The FTSE 100 clung on to its gains but US markets fell as investors weighed rising American joblessness against the prospect of more economic stimulus.
London’s main stock index was 0.2 per cent higher in afternoon trading at 6.218 points. The FTSE 250 was up 0.1 per cent.
In the US, the S&P 500 index was down 0.2 per cent after choppy early trading. The Dow Jones was 0.5 per cent lower and the Nasdaq had slipped 0.2 cent.
In Europe, Germany’s Dax was up 0.1 per cent. But France’s CAC fell into the red with a 0.1 per cent drop. The pan-European Stoxx 600 was 0.1 per cent.
European markets had spent much of the day solidly in the green. But investors were shaken by US data that showed new jobless claims climbed last week for the first time since March.
Slightly more than 1.4m Americans made a new jobless claim last week, up 109,000 from the week before.
The worrying rise in unemployment signalled that coronavirus could be derailing the US economy’s recovery. The US is nearing 4m cases and a number of states are consistently setting new records.
Despite some nervousness setting in, the FTSE 100 hung on to its gains. Unilever boosted the index after it beat expectations of a sales drop. Home and food sales offset declines elsewhere, the consumer goods giant said.
Its shares soared eight per cent today. Russ Mould, investment director at AJ Bell, said: “Business resilience is a much sought-after attribute in the current economic climate and Unilever has certainly got the right ingredients.”
“Its performance was considerably better than expected,” he added.
Investors are hoping that the US government and congress can thrash out a more than $1 trillion (£790bn) stimulus package in the next two weeks.
Yesterday, reports said Republicans were close to agreeing among themselves an offer to Democrats in the negotiations.
Pound slips as FTSE 100 rises
Michael Hewson, chief market analyst at CMC Markets, said: “Equity investors, while remaining cautious about the outlook, still appear to be happy buying dips.”
He said indices like the FTSE 100 “continue to trade in a manner that is two steps forward and one back, slowly ratcheting higher, with sharp drops in between”.

EXTRACTED DATA>
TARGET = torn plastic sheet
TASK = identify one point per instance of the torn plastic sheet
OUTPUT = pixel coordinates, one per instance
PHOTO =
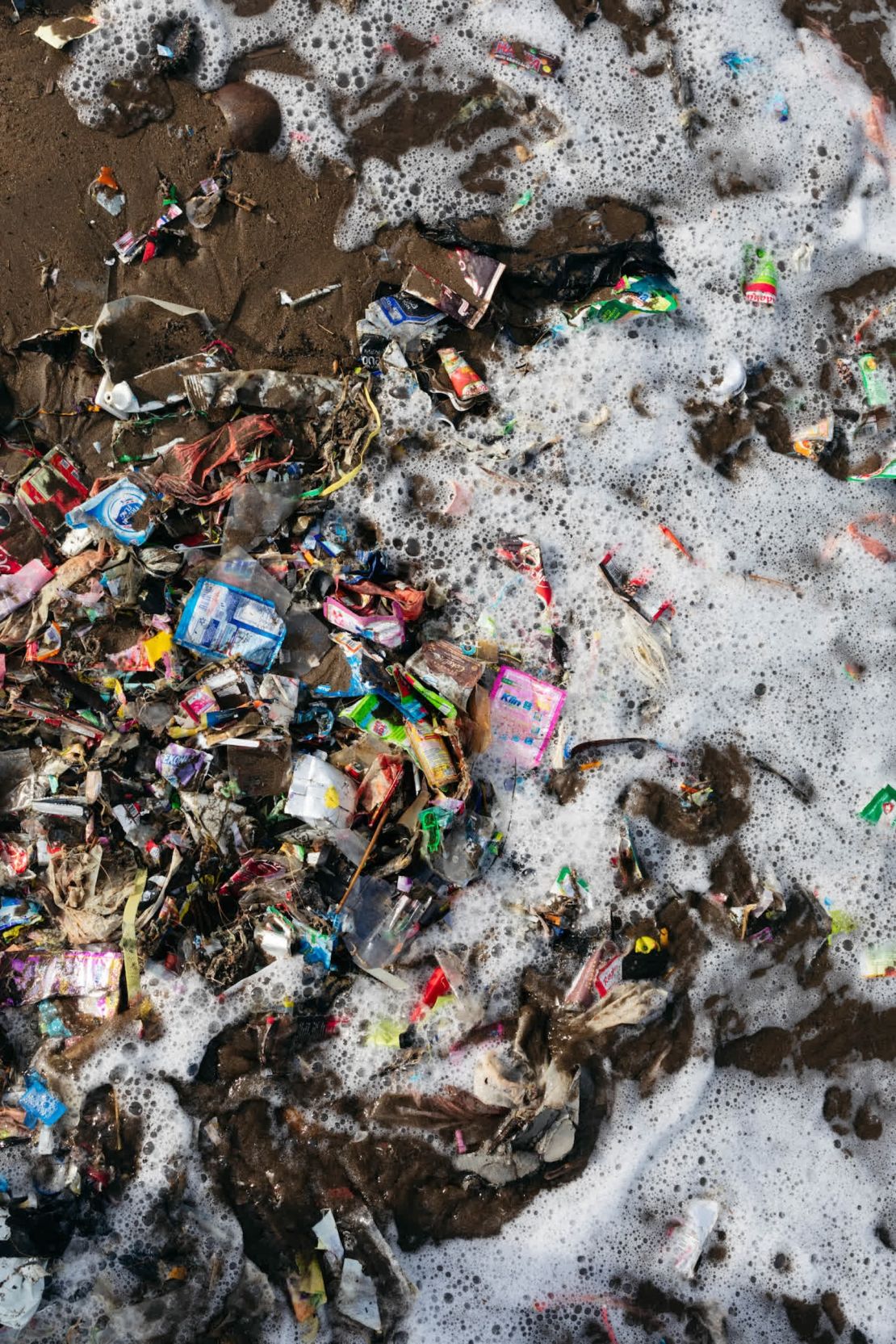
(260, 509)
(111, 341)
(319, 792)
(356, 1297)
(183, 472)
(20, 1291)
(265, 387)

WORK TO COMPLETE>
1 > In the market report, by how much did Unilever's shares rise today?
2 > Summarize the market report in two sentences.
3 > Carry on with the market report, picking up after its final sentence.

RESULTS BY TASK>
1 > Eight per cent.

2 > The FTSE 100 held on to its gains, boosted by Unilever beating expectations of a sales drop, while US indices fell after data showed new jobless claims rose last week for the first time since March. Investors hope the US government and Congress can agree on a stimulus package of more than $1 trillion within the next two weeks.

3 >
On the currency markets the euro continued its stellar rise in the wake of the agreement over the EU’s €750bn (£680bn) coronavirus recovery fund.
It was trading at around $1.16, near its highest level since 2018.
The pound was roughly flat against the dollar, helped by a weaker greenback. Sterling has been weighed down by stalling Brexit talks in recent days.
Connor Campbell, financial analyst at trading site Spreadex, said: “Sterling’s issues appear to stem from both the lack of progress in the UK-EU Brexit talks, and the rapidly shrinking window to secure a deal.”
Yet he added that “a record decline in factory output between May and July” was not helping. The CBI’s industrial trends survey today showed the sector remained mired in a deep downturn.
Emiel van den Heiligenberg, head of asset allocation at Legal and General Investment Management, said he was skeptical about stock markets’ recent rally.
The FTSE 100 is up around 25 per cent since its March nadir. London’s index has underperformed, however. The US’s S&P 500 is roughly 46 per cent higher.
“Markets are exuding overconfidence on the outlook for the economy, the path of COVID-19 and the development of a vaccine,” van den Heiligenberg said.
“Over the next six months, we expect to see mounting evidence of ‘economic scarring’, due to corporate defaults, layoffs and cuts to capital expenditure.”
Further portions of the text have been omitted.